■ AIM OF THE TASK
Present each of the following rows as an item in a numbered list, leaving out any blank lines.

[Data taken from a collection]
********
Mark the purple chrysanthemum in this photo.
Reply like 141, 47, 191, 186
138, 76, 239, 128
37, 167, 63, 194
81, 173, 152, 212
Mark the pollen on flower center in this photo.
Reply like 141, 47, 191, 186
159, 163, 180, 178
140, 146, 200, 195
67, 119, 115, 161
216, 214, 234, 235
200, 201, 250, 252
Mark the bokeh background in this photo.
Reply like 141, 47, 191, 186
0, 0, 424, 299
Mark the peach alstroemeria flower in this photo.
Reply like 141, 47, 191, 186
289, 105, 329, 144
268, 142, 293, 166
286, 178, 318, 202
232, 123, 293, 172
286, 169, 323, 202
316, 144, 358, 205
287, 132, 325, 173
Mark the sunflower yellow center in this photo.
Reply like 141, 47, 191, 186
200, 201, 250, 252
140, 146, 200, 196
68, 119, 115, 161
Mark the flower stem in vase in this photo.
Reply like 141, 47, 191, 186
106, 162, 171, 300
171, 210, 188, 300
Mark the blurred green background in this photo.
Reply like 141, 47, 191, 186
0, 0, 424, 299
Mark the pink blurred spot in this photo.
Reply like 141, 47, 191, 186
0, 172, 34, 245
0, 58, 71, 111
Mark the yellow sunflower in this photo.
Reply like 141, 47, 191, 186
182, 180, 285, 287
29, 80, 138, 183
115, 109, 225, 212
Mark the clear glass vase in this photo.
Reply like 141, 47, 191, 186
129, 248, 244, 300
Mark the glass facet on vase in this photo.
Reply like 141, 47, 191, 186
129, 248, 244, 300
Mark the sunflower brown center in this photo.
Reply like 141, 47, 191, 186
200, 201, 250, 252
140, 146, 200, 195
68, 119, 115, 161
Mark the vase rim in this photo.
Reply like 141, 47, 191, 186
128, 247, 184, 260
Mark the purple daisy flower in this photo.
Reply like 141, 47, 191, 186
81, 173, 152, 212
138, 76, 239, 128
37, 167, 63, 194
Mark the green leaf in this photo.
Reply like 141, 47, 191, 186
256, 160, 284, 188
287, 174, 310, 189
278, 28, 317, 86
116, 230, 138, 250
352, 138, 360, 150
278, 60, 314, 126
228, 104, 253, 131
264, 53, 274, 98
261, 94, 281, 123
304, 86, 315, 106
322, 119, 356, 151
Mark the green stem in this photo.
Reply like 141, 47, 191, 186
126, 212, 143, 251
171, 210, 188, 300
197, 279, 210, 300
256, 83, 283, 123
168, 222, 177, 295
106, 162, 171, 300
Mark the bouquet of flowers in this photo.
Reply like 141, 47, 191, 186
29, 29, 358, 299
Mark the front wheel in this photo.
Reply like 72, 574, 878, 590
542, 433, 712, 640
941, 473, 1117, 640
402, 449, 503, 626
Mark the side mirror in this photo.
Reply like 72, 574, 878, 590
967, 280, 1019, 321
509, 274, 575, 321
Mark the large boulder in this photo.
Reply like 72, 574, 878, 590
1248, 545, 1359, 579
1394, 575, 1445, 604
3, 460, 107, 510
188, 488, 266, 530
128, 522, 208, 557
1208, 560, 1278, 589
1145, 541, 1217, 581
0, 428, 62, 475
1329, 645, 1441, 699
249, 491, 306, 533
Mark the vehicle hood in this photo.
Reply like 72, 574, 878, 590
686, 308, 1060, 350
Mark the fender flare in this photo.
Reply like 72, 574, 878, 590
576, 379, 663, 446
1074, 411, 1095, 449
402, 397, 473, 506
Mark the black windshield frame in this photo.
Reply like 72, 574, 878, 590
********
■ EXERCISE RESULT
1. Mark the purple chrysanthemum in this photo.
2. Reply like 141, 47, 191, 186
3. 138, 76, 239, 128
4. 37, 167, 63, 194
5. 81, 173, 152, 212
6. Mark the pollen on flower center in this photo.
7. Reply like 141, 47, 191, 186
8. 159, 163, 180, 178
9. 140, 146, 200, 195
10. 67, 119, 115, 161
11. 216, 214, 234, 235
12. 200, 201, 250, 252
13. Mark the bokeh background in this photo.
14. Reply like 141, 47, 191, 186
15. 0, 0, 424, 299
16. Mark the peach alstroemeria flower in this photo.
17. Reply like 141, 47, 191, 186
18. 289, 105, 329, 144
19. 268, 142, 293, 166
20. 286, 178, 318, 202
21. 232, 123, 293, 172
22. 286, 169, 323, 202
23. 316, 144, 358, 205
24. 287, 132, 325, 173
25. Mark the sunflower yellow center in this photo.
26. Reply like 141, 47, 191, 186
27. 200, 201, 250, 252
28. 140, 146, 200, 196
29. 68, 119, 115, 161
30. Mark the flower stem in vase in this photo.
31. Reply like 141, 47, 191, 186
32. 106, 162, 171, 300
33. 171, 210, 188, 300
34. Mark the blurred green background in this photo.
35. Reply like 141, 47, 191, 186
36. 0, 0, 424, 299
37. Mark the pink blurred spot in this photo.
38. Reply like 141, 47, 191, 186
39. 0, 172, 34, 245
40. 0, 58, 71, 111
41. Mark the yellow sunflower in this photo.
42. Reply like 141, 47, 191, 186
43. 182, 180, 285, 287
44. 29, 80, 138, 183
45. 115, 109, 225, 212
46. Mark the clear glass vase in this photo.
47. Reply like 141, 47, 191, 186
48. 129, 248, 244, 300
49. Mark the glass facet on vase in this photo.
50. Reply like 141, 47, 191, 186
51. 129, 248, 244, 300
52. Mark the sunflower brown center in this photo.
53. Reply like 141, 47, 191, 186
54. 200, 201, 250, 252
55. 140, 146, 200, 195
56. 68, 119, 115, 161
57. Mark the vase rim in this photo.
58. Reply like 141, 47, 191, 186
59. 128, 247, 184, 260
60. Mark the purple daisy flower in this photo.
61. Reply like 141, 47, 191, 186
62. 81, 173, 152, 212
63. 138, 76, 239, 128
64. 37, 167, 63, 194
65. Mark the green leaf in this photo.
66. Reply like 141, 47, 191, 186
67. 256, 160, 284, 188
68. 287, 174, 310, 189
69. 278, 28, 317, 86
70. 116, 230, 138, 250
71. 352, 138, 360, 150
72. 278, 60, 314, 126
73. 228, 104, 253, 131
74. 264, 53, 274, 98
75. 261, 94, 281, 123
76. 304, 86, 315, 106
77. 322, 119, 356, 151
78. Mark the green stem in this photo.
79. Reply like 141, 47, 191, 186
80. 126, 212, 143, 251
81. 171, 210, 188, 300
82. 197, 279, 210, 300
83. 256, 83, 283, 123
84. 168, 222, 177, 295
85. 106, 162, 171, 300
86. Mark the bouquet of flowers in this photo.
87. Reply like 141, 47, 191, 186
88. 29, 29, 358, 299
89. Mark the front wheel in this photo.
90. Reply like 72, 574, 878, 590
91. 542, 433, 712, 640
92. 941, 473, 1117, 640
93. 402, 449, 503, 626
94. Mark the side mirror in this photo.
95. Reply like 72, 574, 878, 590
96. 967, 280, 1019, 321
97. 509, 274, 575, 321
98. Mark the large boulder in this photo.
99. Reply like 72, 574, 878, 590
100. 1248, 545, 1359, 579
101. 1394, 575, 1445, 604
102. 3, 460, 107, 510
103. 188, 488, 266, 530
104. 128, 522, 208, 557
105. 1208, 560, 1278, 589
106. 1145, 541, 1217, 581
107. 0, 428, 62, 475
108. 1329, 645, 1441, 699
109. 249, 491, 306, 533
110. Mark the vehicle hood in this photo.
111. Reply like 72, 574, 878, 590
112. 686, 308, 1060, 350
113. Mark the fender flare in this photo.
114. Reply like 72, 574, 878, 590
115. 576, 379, 663, 446
116. 1074, 411, 1095, 449
117. 402, 397, 473, 506
118. Mark the black windshield frame in this photo.
119. Reply like 72, 574, 878, 590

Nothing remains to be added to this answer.